Recorded data start

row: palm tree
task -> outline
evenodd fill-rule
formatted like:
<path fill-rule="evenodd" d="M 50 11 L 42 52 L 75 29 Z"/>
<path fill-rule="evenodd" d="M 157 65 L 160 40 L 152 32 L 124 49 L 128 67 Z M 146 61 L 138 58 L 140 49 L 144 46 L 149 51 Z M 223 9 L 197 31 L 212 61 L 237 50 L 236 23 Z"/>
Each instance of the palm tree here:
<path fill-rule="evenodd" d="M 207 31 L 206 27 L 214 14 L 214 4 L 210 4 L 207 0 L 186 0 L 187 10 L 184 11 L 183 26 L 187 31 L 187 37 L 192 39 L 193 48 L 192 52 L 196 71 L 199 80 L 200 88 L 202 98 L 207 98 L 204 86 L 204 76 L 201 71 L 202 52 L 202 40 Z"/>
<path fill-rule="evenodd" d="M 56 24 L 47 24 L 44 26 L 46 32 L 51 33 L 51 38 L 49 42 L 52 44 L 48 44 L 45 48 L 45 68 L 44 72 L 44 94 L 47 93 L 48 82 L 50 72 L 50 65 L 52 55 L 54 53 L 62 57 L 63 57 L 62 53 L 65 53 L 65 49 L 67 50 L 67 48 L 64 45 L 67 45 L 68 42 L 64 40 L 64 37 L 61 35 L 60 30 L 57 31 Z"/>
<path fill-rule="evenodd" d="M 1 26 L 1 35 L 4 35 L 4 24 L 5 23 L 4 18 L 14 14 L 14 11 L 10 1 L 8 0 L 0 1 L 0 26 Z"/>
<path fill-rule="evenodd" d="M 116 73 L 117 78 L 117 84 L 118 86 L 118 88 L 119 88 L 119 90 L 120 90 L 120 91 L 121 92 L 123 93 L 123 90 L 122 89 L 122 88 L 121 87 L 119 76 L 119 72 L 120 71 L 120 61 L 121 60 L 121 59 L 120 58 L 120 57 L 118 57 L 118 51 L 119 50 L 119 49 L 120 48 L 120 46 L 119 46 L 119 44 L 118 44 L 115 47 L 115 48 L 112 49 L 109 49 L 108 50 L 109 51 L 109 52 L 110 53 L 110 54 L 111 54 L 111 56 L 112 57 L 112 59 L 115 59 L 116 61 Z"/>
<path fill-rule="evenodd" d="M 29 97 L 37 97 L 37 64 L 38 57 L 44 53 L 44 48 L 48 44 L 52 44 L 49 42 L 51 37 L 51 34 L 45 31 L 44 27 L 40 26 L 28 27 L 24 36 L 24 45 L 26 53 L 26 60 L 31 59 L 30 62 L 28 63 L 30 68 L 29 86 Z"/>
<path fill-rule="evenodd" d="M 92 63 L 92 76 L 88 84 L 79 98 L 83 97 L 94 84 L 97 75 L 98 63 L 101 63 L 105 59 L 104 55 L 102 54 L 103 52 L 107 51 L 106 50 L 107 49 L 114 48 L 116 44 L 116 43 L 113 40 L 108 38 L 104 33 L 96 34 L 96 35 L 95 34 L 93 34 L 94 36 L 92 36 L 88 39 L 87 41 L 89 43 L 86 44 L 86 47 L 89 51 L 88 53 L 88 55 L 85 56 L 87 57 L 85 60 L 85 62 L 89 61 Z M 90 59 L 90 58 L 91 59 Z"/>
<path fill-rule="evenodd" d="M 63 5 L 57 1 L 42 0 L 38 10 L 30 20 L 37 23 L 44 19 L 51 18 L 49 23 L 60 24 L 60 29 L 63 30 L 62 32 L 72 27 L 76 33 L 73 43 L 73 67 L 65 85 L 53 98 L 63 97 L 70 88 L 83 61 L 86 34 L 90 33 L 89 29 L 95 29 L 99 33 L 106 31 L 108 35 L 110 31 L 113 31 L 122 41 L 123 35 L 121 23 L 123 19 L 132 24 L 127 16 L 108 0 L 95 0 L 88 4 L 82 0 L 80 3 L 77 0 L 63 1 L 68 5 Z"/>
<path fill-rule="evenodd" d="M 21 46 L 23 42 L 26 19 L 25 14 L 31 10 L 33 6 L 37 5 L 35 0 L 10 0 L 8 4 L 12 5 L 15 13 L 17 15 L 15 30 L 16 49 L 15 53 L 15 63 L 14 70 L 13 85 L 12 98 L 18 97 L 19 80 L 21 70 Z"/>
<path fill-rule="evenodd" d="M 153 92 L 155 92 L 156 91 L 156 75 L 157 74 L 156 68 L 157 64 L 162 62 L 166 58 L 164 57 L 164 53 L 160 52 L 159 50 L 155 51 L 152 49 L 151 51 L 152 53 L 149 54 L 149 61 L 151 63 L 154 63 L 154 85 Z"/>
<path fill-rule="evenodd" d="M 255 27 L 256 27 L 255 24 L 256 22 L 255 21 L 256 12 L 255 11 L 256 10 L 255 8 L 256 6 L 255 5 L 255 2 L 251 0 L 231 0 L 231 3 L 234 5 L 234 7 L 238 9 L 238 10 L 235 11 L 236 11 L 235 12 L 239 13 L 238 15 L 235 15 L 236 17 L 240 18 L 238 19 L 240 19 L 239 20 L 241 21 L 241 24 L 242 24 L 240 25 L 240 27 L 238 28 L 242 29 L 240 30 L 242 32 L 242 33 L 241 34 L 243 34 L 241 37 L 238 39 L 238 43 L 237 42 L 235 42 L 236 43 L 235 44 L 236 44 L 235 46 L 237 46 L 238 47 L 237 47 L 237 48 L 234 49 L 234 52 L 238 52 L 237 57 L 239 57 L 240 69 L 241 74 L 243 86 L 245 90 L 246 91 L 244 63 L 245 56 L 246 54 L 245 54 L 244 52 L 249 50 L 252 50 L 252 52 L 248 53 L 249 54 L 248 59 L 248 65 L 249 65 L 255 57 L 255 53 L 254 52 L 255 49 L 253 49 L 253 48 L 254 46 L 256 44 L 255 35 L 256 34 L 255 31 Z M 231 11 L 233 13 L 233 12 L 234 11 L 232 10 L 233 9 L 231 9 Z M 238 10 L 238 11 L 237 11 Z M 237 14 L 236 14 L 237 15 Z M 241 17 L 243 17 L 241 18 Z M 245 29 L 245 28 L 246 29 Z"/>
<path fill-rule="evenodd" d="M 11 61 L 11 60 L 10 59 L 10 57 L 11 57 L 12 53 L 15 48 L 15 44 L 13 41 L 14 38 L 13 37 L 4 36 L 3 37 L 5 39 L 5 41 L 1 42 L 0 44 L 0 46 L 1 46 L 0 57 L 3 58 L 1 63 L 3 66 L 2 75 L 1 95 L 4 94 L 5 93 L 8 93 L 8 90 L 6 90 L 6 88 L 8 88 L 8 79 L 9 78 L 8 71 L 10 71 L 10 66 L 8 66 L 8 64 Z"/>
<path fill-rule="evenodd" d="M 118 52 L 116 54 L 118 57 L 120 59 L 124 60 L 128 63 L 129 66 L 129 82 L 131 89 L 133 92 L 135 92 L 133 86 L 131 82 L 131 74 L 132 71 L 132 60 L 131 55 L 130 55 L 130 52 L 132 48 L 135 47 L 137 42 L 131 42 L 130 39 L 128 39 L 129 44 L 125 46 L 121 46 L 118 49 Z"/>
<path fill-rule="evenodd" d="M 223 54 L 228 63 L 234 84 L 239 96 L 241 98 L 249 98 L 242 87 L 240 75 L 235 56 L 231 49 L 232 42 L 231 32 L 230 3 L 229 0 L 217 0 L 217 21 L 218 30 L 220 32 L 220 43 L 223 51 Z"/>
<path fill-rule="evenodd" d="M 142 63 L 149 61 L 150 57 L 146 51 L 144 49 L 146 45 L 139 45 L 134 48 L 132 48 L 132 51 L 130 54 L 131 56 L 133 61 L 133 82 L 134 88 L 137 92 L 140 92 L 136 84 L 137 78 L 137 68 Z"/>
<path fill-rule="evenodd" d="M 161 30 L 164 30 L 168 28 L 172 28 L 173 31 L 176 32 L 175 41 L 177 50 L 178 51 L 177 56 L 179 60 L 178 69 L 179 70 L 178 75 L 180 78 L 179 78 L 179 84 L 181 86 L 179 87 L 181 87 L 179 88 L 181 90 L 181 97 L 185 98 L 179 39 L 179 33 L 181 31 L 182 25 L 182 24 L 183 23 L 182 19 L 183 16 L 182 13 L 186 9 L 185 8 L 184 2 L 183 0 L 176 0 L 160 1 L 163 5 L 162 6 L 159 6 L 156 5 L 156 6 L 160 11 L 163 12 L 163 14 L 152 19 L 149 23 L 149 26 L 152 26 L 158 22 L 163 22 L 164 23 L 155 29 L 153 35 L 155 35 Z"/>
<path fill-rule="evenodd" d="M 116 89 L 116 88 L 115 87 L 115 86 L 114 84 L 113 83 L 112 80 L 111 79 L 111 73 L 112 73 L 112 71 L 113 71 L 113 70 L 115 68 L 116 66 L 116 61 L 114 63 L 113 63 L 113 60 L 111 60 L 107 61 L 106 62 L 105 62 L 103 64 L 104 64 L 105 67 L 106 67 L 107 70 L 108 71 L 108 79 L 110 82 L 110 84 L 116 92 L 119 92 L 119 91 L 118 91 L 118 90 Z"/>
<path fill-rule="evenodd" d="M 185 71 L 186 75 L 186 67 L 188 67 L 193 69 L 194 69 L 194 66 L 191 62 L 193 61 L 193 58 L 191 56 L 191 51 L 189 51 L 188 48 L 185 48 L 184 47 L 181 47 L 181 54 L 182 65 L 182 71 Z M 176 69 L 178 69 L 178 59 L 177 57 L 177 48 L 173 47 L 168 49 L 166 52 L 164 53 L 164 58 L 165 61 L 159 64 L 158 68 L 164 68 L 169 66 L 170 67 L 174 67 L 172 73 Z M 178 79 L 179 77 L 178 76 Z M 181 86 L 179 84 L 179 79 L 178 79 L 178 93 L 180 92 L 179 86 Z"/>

Recorded data end

**Request:** In the listing, starting at its first line and ending at the line that contains "207 31 L 206", switch "palm tree" to "coconut palm" and give back only those lines with nothing else altered.

**Result for this task:**
row: coconut palm
task -> outline
evenodd fill-rule
formatted like:
<path fill-rule="evenodd" d="M 50 11 L 42 52 L 75 29 Z"/>
<path fill-rule="evenodd" d="M 157 65 L 160 40 L 152 32 L 124 49 L 128 67 Z M 146 61 L 138 58 L 140 49 L 144 46 L 149 51 Z M 223 9 L 197 31 L 212 61 L 237 50 L 236 23 Z"/>
Each instance of the coconut palm here:
<path fill-rule="evenodd" d="M 207 31 L 206 27 L 214 14 L 214 4 L 210 4 L 207 0 L 186 0 L 187 10 L 184 11 L 183 26 L 187 31 L 187 37 L 192 39 L 193 48 L 192 52 L 196 71 L 199 80 L 200 88 L 202 98 L 207 98 L 204 86 L 204 76 L 201 71 L 202 52 L 202 40 Z"/>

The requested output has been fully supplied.